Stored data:
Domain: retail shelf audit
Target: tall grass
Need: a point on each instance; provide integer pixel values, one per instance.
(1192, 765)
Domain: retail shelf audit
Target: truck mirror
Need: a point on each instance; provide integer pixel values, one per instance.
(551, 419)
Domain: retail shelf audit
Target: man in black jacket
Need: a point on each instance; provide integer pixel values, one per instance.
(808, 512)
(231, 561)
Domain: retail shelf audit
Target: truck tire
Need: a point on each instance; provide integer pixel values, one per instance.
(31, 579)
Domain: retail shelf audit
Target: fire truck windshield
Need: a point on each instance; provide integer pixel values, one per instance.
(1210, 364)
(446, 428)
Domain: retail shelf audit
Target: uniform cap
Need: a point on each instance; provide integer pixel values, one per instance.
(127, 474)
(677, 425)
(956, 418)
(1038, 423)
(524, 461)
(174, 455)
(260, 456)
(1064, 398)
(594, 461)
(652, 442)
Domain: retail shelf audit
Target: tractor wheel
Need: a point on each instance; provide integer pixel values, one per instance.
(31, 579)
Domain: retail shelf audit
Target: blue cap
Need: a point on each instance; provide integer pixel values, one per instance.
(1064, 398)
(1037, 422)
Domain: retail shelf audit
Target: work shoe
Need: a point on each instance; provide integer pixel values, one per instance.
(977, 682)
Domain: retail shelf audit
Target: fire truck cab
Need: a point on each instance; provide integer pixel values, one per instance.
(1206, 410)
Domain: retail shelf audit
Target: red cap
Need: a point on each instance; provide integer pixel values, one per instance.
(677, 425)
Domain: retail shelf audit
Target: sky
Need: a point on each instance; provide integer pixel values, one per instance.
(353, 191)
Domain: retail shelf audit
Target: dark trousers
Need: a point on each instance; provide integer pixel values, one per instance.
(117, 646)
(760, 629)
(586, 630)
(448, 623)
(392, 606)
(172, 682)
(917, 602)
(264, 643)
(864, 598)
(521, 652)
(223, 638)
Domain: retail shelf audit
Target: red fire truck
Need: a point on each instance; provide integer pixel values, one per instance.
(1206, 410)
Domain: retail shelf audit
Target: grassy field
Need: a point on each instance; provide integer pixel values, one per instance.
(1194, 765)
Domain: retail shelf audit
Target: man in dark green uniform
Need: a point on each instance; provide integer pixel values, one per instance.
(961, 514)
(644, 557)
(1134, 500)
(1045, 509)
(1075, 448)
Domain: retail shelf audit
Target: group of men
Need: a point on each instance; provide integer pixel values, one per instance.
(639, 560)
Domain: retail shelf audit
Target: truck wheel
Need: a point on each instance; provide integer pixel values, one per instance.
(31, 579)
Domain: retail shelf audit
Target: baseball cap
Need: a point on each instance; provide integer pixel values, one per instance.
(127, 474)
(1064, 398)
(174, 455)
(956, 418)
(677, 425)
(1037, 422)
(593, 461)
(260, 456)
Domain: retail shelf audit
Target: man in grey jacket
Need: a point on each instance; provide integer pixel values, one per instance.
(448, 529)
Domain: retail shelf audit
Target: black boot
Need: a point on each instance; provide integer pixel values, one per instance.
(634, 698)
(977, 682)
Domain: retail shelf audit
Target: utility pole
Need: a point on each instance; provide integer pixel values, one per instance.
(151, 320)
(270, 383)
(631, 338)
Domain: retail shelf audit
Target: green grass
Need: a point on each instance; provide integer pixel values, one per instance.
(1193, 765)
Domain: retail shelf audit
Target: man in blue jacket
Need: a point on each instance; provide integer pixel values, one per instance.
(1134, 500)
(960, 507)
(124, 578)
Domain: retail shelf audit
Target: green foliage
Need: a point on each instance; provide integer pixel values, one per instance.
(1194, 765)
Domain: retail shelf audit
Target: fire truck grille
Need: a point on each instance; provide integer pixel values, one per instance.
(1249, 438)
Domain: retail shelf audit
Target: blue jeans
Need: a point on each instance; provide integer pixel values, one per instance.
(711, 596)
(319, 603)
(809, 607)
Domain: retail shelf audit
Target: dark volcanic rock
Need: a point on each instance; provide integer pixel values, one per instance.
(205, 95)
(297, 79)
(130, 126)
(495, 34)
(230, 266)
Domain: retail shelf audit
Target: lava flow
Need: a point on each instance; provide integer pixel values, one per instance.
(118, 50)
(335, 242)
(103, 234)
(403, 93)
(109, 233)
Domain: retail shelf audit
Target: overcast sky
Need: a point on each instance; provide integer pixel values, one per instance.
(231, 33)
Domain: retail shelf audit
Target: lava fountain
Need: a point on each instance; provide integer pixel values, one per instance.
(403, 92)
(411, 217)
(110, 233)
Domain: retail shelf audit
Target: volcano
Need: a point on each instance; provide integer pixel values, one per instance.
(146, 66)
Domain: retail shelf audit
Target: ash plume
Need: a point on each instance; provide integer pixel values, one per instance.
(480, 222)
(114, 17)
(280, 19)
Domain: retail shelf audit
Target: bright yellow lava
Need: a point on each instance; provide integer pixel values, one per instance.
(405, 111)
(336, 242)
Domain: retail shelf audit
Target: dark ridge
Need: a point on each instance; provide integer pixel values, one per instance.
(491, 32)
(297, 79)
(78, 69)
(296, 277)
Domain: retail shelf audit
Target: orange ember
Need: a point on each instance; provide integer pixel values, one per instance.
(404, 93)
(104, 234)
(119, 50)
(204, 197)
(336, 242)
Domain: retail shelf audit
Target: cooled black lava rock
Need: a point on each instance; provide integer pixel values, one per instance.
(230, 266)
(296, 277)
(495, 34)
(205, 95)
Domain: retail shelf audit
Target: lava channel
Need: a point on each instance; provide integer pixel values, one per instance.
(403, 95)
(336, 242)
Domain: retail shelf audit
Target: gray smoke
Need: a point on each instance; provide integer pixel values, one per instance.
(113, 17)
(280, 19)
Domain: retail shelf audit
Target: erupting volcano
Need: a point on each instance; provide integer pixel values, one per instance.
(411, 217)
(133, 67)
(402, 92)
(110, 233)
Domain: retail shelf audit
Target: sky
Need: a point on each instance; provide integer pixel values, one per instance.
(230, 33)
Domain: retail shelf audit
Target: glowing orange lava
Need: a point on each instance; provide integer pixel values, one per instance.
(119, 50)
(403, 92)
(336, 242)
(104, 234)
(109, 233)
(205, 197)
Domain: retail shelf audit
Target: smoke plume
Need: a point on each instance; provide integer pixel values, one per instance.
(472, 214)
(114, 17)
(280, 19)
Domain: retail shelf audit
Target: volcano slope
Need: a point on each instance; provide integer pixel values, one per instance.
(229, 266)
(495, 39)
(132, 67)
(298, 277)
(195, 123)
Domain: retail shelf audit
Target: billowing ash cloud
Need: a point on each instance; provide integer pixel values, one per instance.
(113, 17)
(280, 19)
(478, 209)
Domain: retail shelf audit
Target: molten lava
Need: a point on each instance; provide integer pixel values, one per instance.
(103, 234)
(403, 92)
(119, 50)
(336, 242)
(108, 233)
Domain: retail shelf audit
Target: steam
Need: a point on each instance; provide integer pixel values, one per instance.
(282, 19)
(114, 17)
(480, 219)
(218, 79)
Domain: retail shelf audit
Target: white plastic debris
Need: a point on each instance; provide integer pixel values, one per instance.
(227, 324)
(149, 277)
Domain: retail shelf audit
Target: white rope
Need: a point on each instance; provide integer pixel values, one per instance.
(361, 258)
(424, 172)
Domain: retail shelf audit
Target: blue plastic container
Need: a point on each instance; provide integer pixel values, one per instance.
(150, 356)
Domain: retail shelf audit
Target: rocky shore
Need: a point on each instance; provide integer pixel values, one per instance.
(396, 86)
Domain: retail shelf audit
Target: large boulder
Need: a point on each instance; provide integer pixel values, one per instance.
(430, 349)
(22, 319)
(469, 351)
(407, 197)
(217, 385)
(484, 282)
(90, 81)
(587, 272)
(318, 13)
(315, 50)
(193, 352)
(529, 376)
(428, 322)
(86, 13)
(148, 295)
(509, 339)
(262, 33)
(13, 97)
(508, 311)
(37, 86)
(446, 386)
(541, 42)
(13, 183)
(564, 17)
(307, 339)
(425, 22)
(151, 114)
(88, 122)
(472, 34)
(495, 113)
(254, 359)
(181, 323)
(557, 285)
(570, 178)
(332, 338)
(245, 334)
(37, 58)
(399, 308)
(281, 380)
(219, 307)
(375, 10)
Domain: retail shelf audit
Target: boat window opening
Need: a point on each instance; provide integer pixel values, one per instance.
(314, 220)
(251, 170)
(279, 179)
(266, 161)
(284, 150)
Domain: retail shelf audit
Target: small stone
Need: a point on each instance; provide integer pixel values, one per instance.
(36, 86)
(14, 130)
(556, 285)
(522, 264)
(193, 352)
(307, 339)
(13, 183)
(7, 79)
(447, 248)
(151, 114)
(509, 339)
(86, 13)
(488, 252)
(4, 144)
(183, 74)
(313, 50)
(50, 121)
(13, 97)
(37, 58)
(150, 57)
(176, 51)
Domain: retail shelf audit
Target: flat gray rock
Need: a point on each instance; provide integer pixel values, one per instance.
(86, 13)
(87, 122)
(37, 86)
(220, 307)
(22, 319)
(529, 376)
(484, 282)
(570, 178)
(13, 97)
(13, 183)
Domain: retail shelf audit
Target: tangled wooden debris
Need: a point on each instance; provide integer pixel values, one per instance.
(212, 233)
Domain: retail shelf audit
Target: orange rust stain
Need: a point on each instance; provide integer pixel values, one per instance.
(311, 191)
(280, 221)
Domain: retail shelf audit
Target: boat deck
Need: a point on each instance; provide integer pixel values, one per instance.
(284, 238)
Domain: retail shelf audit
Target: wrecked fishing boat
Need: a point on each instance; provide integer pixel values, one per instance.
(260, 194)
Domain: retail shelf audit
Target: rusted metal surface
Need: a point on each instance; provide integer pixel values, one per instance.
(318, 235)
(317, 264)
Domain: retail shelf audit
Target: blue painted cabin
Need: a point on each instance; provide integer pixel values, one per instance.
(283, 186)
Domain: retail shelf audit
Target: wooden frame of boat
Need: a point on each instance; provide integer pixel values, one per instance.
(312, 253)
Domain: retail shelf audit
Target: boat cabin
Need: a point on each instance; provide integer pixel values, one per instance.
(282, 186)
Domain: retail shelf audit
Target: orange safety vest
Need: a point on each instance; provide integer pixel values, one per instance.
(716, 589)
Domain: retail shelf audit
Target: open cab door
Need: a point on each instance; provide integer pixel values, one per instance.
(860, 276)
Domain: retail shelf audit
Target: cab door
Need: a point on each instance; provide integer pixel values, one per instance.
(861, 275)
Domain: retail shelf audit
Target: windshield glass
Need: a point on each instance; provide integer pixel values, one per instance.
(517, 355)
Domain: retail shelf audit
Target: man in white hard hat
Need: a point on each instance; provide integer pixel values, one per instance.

▶ _Task statement_: Given the records above, restate word for word only the lines starting at the one with "Target: blue plastic container" and ending at the one with "Target: large boulder".

▶ _Response area_:
Target: blue plastic container
Need: a point on each instance; provide integer pixel values, one per instance.
(150, 356)
Domain: retail shelf audit
Target: rocky shore
Need: a point on each instance; provide integer pixel values, one per instance.
(396, 86)
Domain: retail shelf audit
Target: large boulder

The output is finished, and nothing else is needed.